**作業内容**:
「input: stone bench -> output: bbox」を含む行からリストの最後の行までを、両端の行も含め、空行を除いて「番号」と「テキスト」の2列のMarkdown表にまとめてください。

**リストの抜粋**:
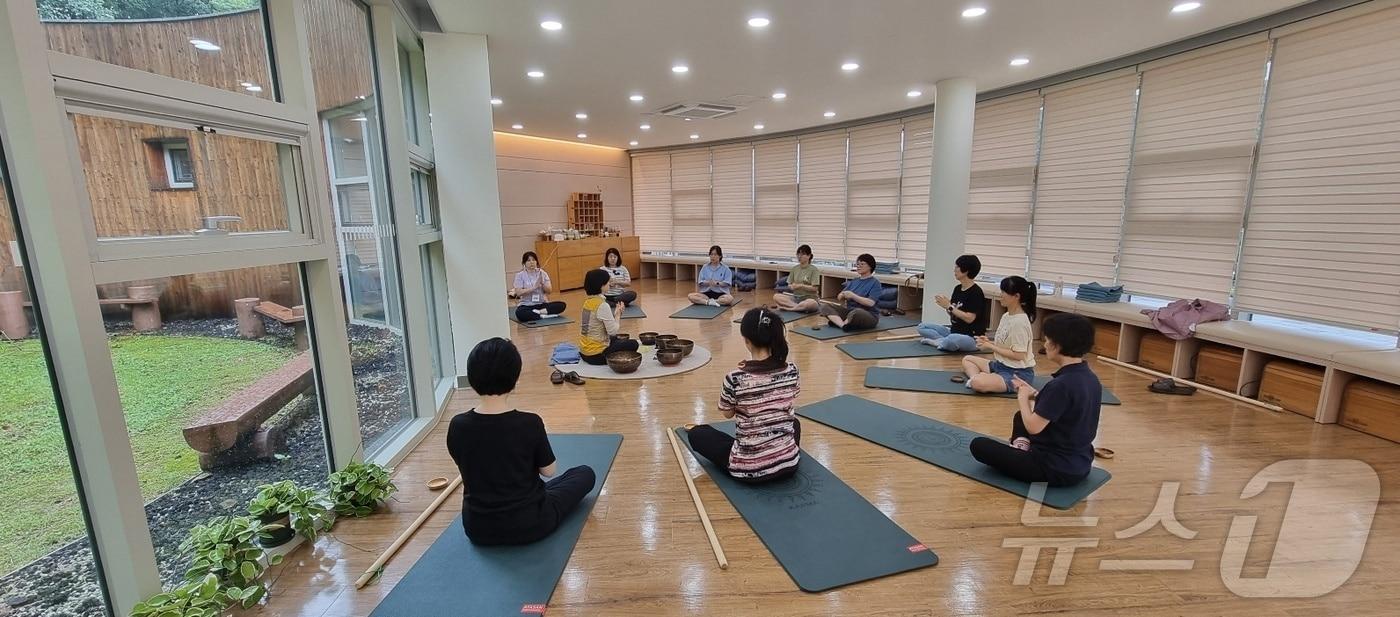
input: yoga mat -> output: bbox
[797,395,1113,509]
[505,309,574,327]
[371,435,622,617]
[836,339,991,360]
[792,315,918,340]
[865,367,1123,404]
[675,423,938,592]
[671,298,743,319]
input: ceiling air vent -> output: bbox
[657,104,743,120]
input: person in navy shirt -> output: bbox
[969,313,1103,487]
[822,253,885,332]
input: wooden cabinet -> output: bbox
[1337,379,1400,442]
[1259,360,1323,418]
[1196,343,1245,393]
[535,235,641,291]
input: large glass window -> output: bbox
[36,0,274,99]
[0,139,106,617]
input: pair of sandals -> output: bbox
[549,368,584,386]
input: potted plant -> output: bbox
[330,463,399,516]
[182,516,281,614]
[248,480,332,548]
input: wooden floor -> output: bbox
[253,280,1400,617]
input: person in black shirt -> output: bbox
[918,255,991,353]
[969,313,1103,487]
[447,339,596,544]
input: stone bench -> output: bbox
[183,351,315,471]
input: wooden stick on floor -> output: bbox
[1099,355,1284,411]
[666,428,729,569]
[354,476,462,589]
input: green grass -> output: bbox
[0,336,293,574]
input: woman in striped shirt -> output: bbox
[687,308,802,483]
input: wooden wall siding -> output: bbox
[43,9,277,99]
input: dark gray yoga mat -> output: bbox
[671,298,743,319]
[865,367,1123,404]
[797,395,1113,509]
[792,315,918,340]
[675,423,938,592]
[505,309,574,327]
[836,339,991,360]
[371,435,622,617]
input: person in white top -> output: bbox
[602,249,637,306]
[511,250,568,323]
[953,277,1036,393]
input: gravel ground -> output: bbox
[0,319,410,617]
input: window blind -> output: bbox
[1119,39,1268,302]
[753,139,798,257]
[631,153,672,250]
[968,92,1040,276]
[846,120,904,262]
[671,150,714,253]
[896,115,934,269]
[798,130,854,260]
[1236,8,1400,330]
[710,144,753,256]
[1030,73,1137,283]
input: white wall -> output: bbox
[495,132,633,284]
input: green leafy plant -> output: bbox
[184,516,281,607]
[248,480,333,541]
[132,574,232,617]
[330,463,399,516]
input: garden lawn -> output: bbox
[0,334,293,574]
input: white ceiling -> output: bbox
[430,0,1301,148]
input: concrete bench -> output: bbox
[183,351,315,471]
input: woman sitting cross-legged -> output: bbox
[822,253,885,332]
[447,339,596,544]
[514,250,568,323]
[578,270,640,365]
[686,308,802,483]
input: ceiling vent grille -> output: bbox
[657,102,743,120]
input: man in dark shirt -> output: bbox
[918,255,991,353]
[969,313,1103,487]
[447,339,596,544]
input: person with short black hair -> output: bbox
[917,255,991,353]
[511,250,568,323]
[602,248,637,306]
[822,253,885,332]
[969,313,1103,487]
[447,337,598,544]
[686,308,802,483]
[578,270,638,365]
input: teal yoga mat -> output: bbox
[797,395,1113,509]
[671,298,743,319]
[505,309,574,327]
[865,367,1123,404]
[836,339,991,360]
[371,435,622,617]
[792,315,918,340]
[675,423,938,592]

**作業結果**:
| 番号 | テキスト |
|---|---|
| 1 | input: stone bench -> output: bbox |
| 2 | [183,351,315,471] |
| 3 | input: wooden stick on floor -> output: bbox |
| 4 | [1099,355,1284,411] |
| 5 | [666,428,729,569] |
| 6 | [354,476,462,589] |
| 7 | input: green grass -> output: bbox |
| 8 | [0,336,293,574] |
| 9 | input: woman in striped shirt -> output: bbox |
| 10 | [687,308,802,483] |
| 11 | input: wooden wall siding -> output: bbox |
| 12 | [43,9,277,99] |
| 13 | input: dark gray yoga mat -> output: bbox |
| 14 | [671,298,743,319] |
| 15 | [865,367,1123,404] |
| 16 | [797,395,1113,509] |
| 17 | [792,315,918,340] |
| 18 | [675,423,938,592] |
| 19 | [505,309,574,327] |
| 20 | [836,339,991,360] |
| 21 | [371,435,622,617] |
| 22 | input: person in white top -> output: bbox |
| 23 | [602,249,637,306] |
| 24 | [511,250,568,323] |
| 25 | [953,277,1036,393] |
| 26 | input: gravel ground -> output: bbox |
| 27 | [0,319,410,617] |
| 28 | input: window blind -> output: bbox |
| 29 | [1119,39,1268,302] |
| 30 | [753,139,798,257] |
| 31 | [631,153,672,250] |
| 32 | [968,92,1040,276] |
| 33 | [846,120,904,262] |
| 34 | [671,150,714,253] |
| 35 | [896,115,934,269] |
| 36 | [798,130,854,260] |
| 37 | [1236,8,1400,330] |
| 38 | [710,144,753,256] |
| 39 | [1030,73,1137,283] |
| 40 | input: white wall -> output: bbox |
| 41 | [495,132,633,284] |
| 42 | input: green leafy plant -> output: bbox |
| 43 | [184,516,281,607] |
| 44 | [248,480,333,541] |
| 45 | [132,574,232,617] |
| 46 | [330,463,399,516] |
| 47 | input: garden lawn -> output: bbox |
| 48 | [0,334,293,574] |
| 49 | input: white ceiling -> output: bbox |
| 50 | [430,0,1301,148] |
| 51 | input: concrete bench -> output: bbox |
| 52 | [183,351,315,471] |
| 53 | input: woman sitting cross-legged -> output: bbox |
| 54 | [822,253,885,332] |
| 55 | [447,339,596,544] |
| 56 | [514,250,568,323] |
| 57 | [578,270,640,365] |
| 58 | [686,308,802,483] |
| 59 | input: ceiling vent grille -> output: bbox |
| 60 | [657,102,743,120] |
| 61 | input: man in dark shirt -> output: bbox |
| 62 | [918,255,991,353] |
| 63 | [969,313,1103,487] |
| 64 | [447,339,596,544] |
| 65 | input: person with short black hair -> output: bbox |
| 66 | [917,255,991,353] |
| 67 | [511,250,568,323] |
| 68 | [602,248,637,306] |
| 69 | [822,253,885,332] |
| 70 | [969,313,1103,487] |
| 71 | [447,337,598,544] |
| 72 | [686,308,802,483] |
| 73 | [578,270,638,365] |
| 74 | input: teal yoga mat -> output: bbox |
| 75 | [797,395,1113,509] |
| 76 | [671,298,743,319] |
| 77 | [505,309,574,327] |
| 78 | [865,367,1123,404] |
| 79 | [836,339,991,360] |
| 80 | [371,435,622,617] |
| 81 | [792,315,918,340] |
| 82 | [675,423,938,592] |